Set down exactly the lines running from the line with "Each instance of the epaulette" to the end of the listing below, both ends included.

>> start DATA SUPPLIED

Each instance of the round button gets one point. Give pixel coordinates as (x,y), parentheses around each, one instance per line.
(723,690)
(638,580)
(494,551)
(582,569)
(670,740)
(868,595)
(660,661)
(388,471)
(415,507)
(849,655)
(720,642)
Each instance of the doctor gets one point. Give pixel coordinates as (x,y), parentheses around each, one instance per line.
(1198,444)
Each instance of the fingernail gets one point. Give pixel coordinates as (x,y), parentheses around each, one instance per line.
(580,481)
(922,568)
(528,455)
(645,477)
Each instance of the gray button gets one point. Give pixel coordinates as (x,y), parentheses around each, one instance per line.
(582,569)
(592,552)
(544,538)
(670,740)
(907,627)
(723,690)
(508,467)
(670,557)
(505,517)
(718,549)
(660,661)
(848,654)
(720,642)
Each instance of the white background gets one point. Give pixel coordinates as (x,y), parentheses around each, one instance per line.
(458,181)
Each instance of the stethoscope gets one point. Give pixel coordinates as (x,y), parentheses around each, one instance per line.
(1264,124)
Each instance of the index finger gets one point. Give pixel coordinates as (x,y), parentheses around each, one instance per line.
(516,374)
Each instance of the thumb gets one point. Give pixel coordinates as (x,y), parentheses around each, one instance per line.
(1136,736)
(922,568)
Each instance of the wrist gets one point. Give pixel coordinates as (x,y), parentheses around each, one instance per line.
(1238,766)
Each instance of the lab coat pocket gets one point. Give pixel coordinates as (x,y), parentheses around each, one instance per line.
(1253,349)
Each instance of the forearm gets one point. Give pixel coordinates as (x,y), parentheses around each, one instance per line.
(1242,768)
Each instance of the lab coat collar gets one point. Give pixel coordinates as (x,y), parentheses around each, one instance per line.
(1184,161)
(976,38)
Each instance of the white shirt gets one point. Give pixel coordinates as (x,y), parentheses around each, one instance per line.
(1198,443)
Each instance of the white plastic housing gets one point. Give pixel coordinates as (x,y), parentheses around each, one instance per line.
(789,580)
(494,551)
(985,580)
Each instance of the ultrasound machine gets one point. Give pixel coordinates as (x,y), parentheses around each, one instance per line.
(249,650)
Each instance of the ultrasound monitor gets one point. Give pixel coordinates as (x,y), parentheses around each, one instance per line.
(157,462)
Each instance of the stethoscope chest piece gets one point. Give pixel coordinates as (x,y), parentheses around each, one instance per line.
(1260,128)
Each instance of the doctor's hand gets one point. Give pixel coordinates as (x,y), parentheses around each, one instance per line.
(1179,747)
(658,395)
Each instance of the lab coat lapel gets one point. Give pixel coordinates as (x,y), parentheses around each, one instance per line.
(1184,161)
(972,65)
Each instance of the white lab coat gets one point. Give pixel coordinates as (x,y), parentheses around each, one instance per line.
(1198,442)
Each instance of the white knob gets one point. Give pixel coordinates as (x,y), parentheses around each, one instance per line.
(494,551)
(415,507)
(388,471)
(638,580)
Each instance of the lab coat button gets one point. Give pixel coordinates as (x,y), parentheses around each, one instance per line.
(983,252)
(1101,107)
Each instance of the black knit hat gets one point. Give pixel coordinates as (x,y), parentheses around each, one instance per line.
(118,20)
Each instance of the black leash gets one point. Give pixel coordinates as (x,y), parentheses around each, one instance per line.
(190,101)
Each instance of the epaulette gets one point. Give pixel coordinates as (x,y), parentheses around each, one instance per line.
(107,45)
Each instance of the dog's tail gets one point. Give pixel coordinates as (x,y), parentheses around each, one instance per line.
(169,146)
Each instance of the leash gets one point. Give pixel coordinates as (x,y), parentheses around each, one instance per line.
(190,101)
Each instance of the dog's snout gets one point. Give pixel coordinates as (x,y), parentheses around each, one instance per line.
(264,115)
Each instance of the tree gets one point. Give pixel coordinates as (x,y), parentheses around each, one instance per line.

>> end DATA SUPPLIED

§ SOLUTION TO THIS TASK:
Each instance of the epaulette gets one point. Give pixel coordinates as (x,y), parentheses around each, one instance per line.
(107,45)
Each instance of the dog's tail gets one point. Give pixel coordinates as (x,y), parentheses around each, one instance per line.
(169,146)
Each instance of the leash gets one point. Give pixel coordinates as (x,y), parentheses around each, one instance per line.
(190,101)
Each instance of the dog's snout gets one point. Give pixel coordinates as (x,y), parentheses around each, one instance per line.
(264,115)
Each instance of the tree gets one point. Give pixel coordinates as (x,y), parentheses around each, one instance per line.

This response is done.